**Exercise details:**
Can you copy out every one of the records below word for word, omitting the pictures?
START Input material
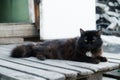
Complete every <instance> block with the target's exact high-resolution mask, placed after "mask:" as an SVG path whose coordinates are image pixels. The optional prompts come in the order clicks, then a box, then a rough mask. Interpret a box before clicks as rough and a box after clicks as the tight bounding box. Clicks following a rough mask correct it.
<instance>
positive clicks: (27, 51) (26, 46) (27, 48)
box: [10, 44, 34, 58]
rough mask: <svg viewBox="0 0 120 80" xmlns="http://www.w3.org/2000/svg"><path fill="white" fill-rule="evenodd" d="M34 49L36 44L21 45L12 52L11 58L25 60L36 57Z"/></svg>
mask: <svg viewBox="0 0 120 80" xmlns="http://www.w3.org/2000/svg"><path fill="white" fill-rule="evenodd" d="M33 47H34V44H28V45H19V46H17V47H15V48H14V49H13V50H12V51H11V54H10V56H11V57H14V58H24V57H30V56H34V52H33Z"/></svg>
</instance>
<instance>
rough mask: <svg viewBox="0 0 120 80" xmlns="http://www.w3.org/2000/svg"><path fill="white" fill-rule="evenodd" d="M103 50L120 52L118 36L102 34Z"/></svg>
mask: <svg viewBox="0 0 120 80" xmlns="http://www.w3.org/2000/svg"><path fill="white" fill-rule="evenodd" d="M101 37H102V39H103V52H107V53H120V37H116V36H108V35H102V36H101Z"/></svg>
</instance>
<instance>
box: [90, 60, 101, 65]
mask: <svg viewBox="0 0 120 80" xmlns="http://www.w3.org/2000/svg"><path fill="white" fill-rule="evenodd" d="M91 63H93V64H99V63H100V60H98V59H93V60H91Z"/></svg>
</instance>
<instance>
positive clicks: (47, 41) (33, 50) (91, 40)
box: [11, 29, 107, 64]
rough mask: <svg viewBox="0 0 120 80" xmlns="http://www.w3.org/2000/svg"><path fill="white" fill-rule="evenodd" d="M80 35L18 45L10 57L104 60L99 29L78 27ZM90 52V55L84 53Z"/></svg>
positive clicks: (90, 61)
mask: <svg viewBox="0 0 120 80" xmlns="http://www.w3.org/2000/svg"><path fill="white" fill-rule="evenodd" d="M80 32H81V37H76V38H71V39H58V40H51V41H44V42H42V43H37V44H36V45H34V44H29V45H20V46H17V47H16V48H14V49H13V50H12V52H11V57H15V58H21V57H23V58H24V57H31V56H33V57H37V58H38V59H41V60H45V59H64V60H72V61H80V62H88V63H95V64H97V63H99V62H100V61H102V62H106V61H107V59H106V58H105V57H102V56H101V55H102V43H103V41H102V39H101V31H100V30H98V31H96V30H93V31H92V30H91V31H84V30H82V29H80ZM87 52H91V53H92V56H91V57H90V56H87V55H86V53H87Z"/></svg>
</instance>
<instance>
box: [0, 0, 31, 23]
mask: <svg viewBox="0 0 120 80" xmlns="http://www.w3.org/2000/svg"><path fill="white" fill-rule="evenodd" d="M11 22H12V23H15V22H23V23H28V22H30V19H29V8H28V0H0V23H11Z"/></svg>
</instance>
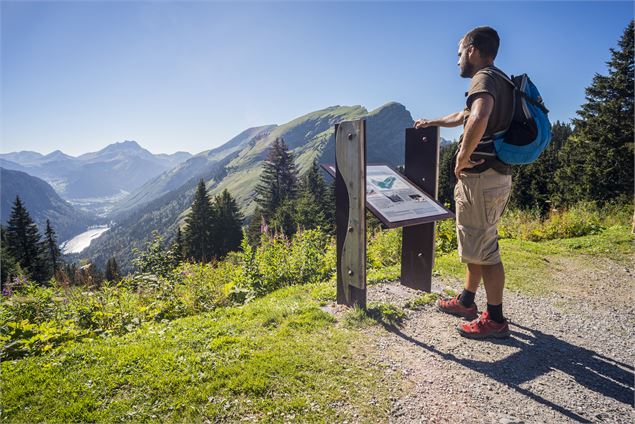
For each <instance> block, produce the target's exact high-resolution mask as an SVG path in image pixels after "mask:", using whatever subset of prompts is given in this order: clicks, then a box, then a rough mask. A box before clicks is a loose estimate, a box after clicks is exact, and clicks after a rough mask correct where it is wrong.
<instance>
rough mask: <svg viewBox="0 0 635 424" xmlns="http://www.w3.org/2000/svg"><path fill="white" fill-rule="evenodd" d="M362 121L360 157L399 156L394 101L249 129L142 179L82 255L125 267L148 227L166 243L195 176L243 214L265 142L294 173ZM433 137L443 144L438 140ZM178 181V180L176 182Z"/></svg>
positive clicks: (348, 106) (329, 155)
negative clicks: (219, 143) (291, 153)
mask: <svg viewBox="0 0 635 424" xmlns="http://www.w3.org/2000/svg"><path fill="white" fill-rule="evenodd" d="M359 118H365V119H366V133H367V161H368V162H369V163H372V162H375V163H386V164H389V165H392V166H398V165H400V164H403V162H404V135H405V129H406V128H408V127H411V126H412V125H413V123H414V120H413V119H412V116H411V114H410V112H409V111H408V110H406V108H405V107H404V106H403V105H401V104H399V103H396V102H391V103H388V104H386V105H384V106H382V107H380V108H378V109H376V110H373V111H370V112H369V111H368V110H367V109H366V108H364V107H362V106H333V107H329V108H326V109H322V110H319V111H315V112H311V113H309V114H306V115H303V116H300V117H298V118H296V119H294V120H292V121H290V122H288V123H286V124H283V125H267V126H264V127H256V128H250V129H248V130H245V131H243V132H242V133H240V134H238V135H237V136H236V137H234V138H232V139H231V140H229V141H228V142H227V143H225V144H224V145H222V146H220V147H217V148H215V149H213V150H209V151H205V152H202V153H200V154H198V155H196V156H193V157H192V158H190V159H188V160H187V161H185V162H183V163H182V164H180V165H178V166H177V167H175V168H173V169H171V170H169V171H166V172H164V173H162V174H160V175H158V176H157V177H155V178H153V179H151V180H149V181H148V182H147V183H146V184H144V185H143V186H141V187H139V189H137V190H136V191H135V192H133V193H132V194H131V195H130V196H128V197H127V198H126V199H124V200H123V201H122V202H120V203H119V204H118V205H117V206H116V207H115V211H116V214H115V215H114V217H113V219H114V220H115V221H117V223H118V224H117V225H115V226H114V227H113V228H111V230H110V231H108V232H107V233H105V234H104V235H103V236H101V237H100V238H99V239H97V240H95V241H94V242H93V243H92V244H91V246H90V247H89V248H88V249H87V250H86V251H85V252H84V253H83V254H82V256H86V257H90V258H91V259H93V260H95V261H96V262H97V263H98V264H103V263H105V262H106V260H107V259H108V258H110V257H111V256H115V257H116V258H117V261H118V262H119V263H120V265H123V267H124V268H126V267H127V266H129V265H130V259H131V254H130V251H131V248H132V247H143V245H144V243H145V242H146V241H148V240H149V239H150V237H151V232H152V231H153V230H157V231H159V233H160V234H161V235H163V236H164V237H166V238H167V239H168V241H169V240H170V239H171V238H172V237H173V236H174V234H175V232H176V228H177V226H182V224H183V219H184V218H185V216H186V215H187V213H188V211H189V207H190V205H191V201H192V197H193V194H194V190H195V187H196V182H197V181H198V179H200V178H203V179H204V180H205V182H206V185H207V187H208V191H209V193H210V195H212V196H214V195H216V194H218V193H220V192H221V191H222V190H224V189H227V190H228V191H229V192H230V193H231V195H232V196H233V197H235V198H236V200H237V202H238V204H239V206H240V207H241V209H242V211H243V213H244V214H245V215H246V216H247V217H249V216H250V215H251V214H253V212H254V210H255V202H254V189H255V186H256V185H257V184H258V181H259V178H260V173H261V170H262V164H263V161H264V159H265V157H266V154H267V151H268V148H269V147H270V145H271V144H272V142H273V141H274V140H275V139H276V138H277V137H282V138H283V139H284V140H285V143H286V144H287V145H288V146H289V148H290V149H292V151H293V153H294V155H295V158H296V164H297V165H298V169H299V171H300V173H304V172H305V171H306V170H307V169H308V167H309V166H310V164H311V163H312V161H313V159H317V160H318V162H319V163H333V162H334V161H335V137H334V134H333V130H334V125H335V124H336V123H338V122H341V121H345V120H352V119H359ZM441 143H442V144H443V145H444V144H447V143H449V142H448V141H447V140H441ZM179 184H180V186H179Z"/></svg>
END Input material
**Response below:**
Complete every <instance> block with the target's exact high-resolution mask, placed after "mask:" as an SVG path whose coordinates are image pixels. The optional prompts come in the order clicks, then a box, then a rough mask. Interpret a box before clicks as rough and a box after clicks as the tight bounding box. Clicks following a rough mask correct it.
<instance>
positive clicks: (27, 51) (26, 46) (27, 48)
box: [10, 44, 34, 58]
rough mask: <svg viewBox="0 0 120 80" xmlns="http://www.w3.org/2000/svg"><path fill="white" fill-rule="evenodd" d="M34 49L36 44L21 45L12 52L11 58L25 60L36 57Z"/></svg>
mask: <svg viewBox="0 0 120 80" xmlns="http://www.w3.org/2000/svg"><path fill="white" fill-rule="evenodd" d="M33 47H34V44H28V45H19V46H17V47H15V48H14V49H13V50H12V51H11V54H10V56H11V57H14V58H24V57H30V56H34V52H33Z"/></svg>
</instance>
<instance>
rough mask: <svg viewBox="0 0 120 80" xmlns="http://www.w3.org/2000/svg"><path fill="white" fill-rule="evenodd" d="M103 50L120 52L118 36L102 34Z"/></svg>
mask: <svg viewBox="0 0 120 80" xmlns="http://www.w3.org/2000/svg"><path fill="white" fill-rule="evenodd" d="M101 37H102V39H103V52H107V53H120V37H116V36H108V35H102V36H101Z"/></svg>
</instance>
<instance>
box: [90, 60, 101, 65]
mask: <svg viewBox="0 0 120 80" xmlns="http://www.w3.org/2000/svg"><path fill="white" fill-rule="evenodd" d="M91 63H93V64H99V63H100V60H98V59H93V60H91Z"/></svg>
</instance>
<instance>
positive clicks: (47, 41) (33, 50) (91, 40)
box: [11, 29, 107, 64]
rough mask: <svg viewBox="0 0 120 80" xmlns="http://www.w3.org/2000/svg"><path fill="white" fill-rule="evenodd" d="M80 35L18 45L10 57L104 60L99 29L78 27ZM90 52V55L84 53Z"/></svg>
positive clicks: (90, 61)
mask: <svg viewBox="0 0 120 80" xmlns="http://www.w3.org/2000/svg"><path fill="white" fill-rule="evenodd" d="M80 32H81V37H76V38H71V39H58V40H51V41H44V42H42V43H37V44H36V45H34V44H29V45H20V46H17V47H16V48H14V49H13V50H12V52H11V57H15V58H21V57H23V58H24V57H31V56H33V57H37V58H38V59H41V60H45V59H64V60H72V61H80V62H88V63H95V64H97V63H99V62H100V61H102V62H106V61H107V59H106V58H105V57H102V56H101V55H102V43H103V41H102V39H101V31H100V30H98V31H96V30H93V31H92V30H91V31H84V30H82V29H80ZM87 52H91V53H92V56H91V57H90V56H87V55H86V53H87Z"/></svg>
</instance>
<instance>
box: [0, 0, 31, 23]
mask: <svg viewBox="0 0 120 80" xmlns="http://www.w3.org/2000/svg"><path fill="white" fill-rule="evenodd" d="M11 22H12V23H15V22H23V23H28V22H30V19H29V8H28V0H0V23H11Z"/></svg>
</instance>
For each <instance> block, produce the target's exact high-resolution mask as an SVG path in image pixels after "mask:", using whatever subset of prompts is given in this order: clicks, then a box, then a rough mask. A box before clicks is a loose estimate, a box after clicks is exact, and clicks after a rough mask correct where it is wrong.
<instance>
rough mask: <svg viewBox="0 0 635 424" xmlns="http://www.w3.org/2000/svg"><path fill="white" fill-rule="evenodd" d="M362 121L360 157L399 156L394 101L249 129L142 179L82 255L125 267L148 227L166 243L195 176L243 214L265 142L294 173ZM433 137L443 144L438 140ZM178 181V180L176 182Z"/></svg>
positive clicks: (348, 106) (329, 155)
negative clicks: (219, 143) (291, 153)
mask: <svg viewBox="0 0 635 424" xmlns="http://www.w3.org/2000/svg"><path fill="white" fill-rule="evenodd" d="M359 118H365V119H366V133H367V161H368V162H369V163H372V162H375V163H386V164H389V165H392V166H398V165H400V164H403V162H404V135H405V129H406V128H408V127H411V126H412V125H413V123H414V120H413V119H412V116H411V114H410V112H409V111H408V110H406V108H405V107H404V106H403V105H401V104H399V103H396V102H391V103H388V104H386V105H384V106H382V107H380V108H378V109H376V110H373V111H370V112H369V111H368V110H367V109H366V108H364V107H362V106H333V107H329V108H326V109H322V110H319V111H315V112H311V113H309V114H306V115H303V116H300V117H298V118H296V119H294V120H292V121H290V122H288V123H286V124H283V125H267V126H264V127H256V128H250V129H248V130H245V131H243V132H242V133H240V134H238V135H237V136H236V137H234V138H232V139H231V140H229V141H228V142H227V143H225V144H224V145H222V146H220V147H217V148H215V149H213V150H209V151H205V152H202V153H200V154H198V155H196V156H193V157H192V158H190V159H188V160H187V161H185V162H183V163H182V164H180V165H178V166H177V167H175V168H173V169H171V170H169V171H166V172H164V173H162V174H160V175H158V176H157V177H155V178H153V179H151V180H149V181H148V182H147V183H146V184H144V185H143V186H141V187H139V189H137V190H136V191H135V192H133V193H132V194H131V195H130V196H128V197H127V198H126V199H124V200H123V201H122V202H120V203H119V204H118V205H117V206H116V207H115V211H116V214H115V215H114V217H113V219H114V220H115V221H117V223H118V224H117V225H115V226H114V227H113V228H111V230H110V231H108V232H107V233H105V234H104V235H103V236H101V237H100V238H99V239H97V240H95V241H94V242H93V243H92V244H91V246H90V247H89V248H88V249H87V250H86V251H85V252H84V253H83V254H82V256H86V257H90V258H91V259H93V260H95V261H96V262H97V263H98V264H103V263H105V262H106V260H107V259H108V258H110V257H111V256H115V257H116V258H117V261H118V262H119V263H120V265H123V267H124V268H126V267H127V266H129V265H130V259H131V254H130V251H131V248H132V247H143V245H144V243H145V242H146V241H148V240H149V239H150V237H151V232H152V231H153V230H157V231H159V233H160V234H161V235H163V236H164V237H166V238H167V239H168V241H169V240H170V239H171V238H172V237H173V236H174V234H175V232H176V228H177V226H182V224H183V219H184V218H185V216H186V215H187V213H188V211H189V207H190V205H191V201H192V197H193V194H194V190H195V187H196V182H197V181H198V179H200V178H203V179H204V180H205V182H206V185H207V187H208V191H209V193H210V195H212V196H214V195H216V194H218V193H220V192H221V191H222V190H224V189H227V190H228V191H229V192H230V193H231V195H232V196H233V197H235V198H236V200H237V202H238V204H239V206H240V207H241V209H242V211H243V213H244V214H245V215H246V216H247V217H249V216H250V215H251V214H253V212H254V210H255V202H254V189H255V186H256V185H257V184H258V181H259V178H260V173H261V170H262V164H263V161H264V159H265V157H266V154H267V151H268V148H269V147H270V145H271V144H272V142H273V141H274V140H275V139H276V138H277V137H282V138H283V139H284V140H285V143H286V144H287V145H288V146H289V148H290V149H292V151H293V153H294V155H295V158H296V164H297V165H298V169H299V171H300V173H304V172H305V171H306V170H307V169H308V167H309V166H310V164H311V163H312V161H313V159H317V160H318V162H319V163H333V162H334V161H335V137H334V134H333V130H334V125H335V124H336V123H338V122H341V121H345V120H352V119H359ZM441 143H442V144H443V145H444V144H447V143H449V142H448V141H447V140H441ZM179 184H180V186H179Z"/></svg>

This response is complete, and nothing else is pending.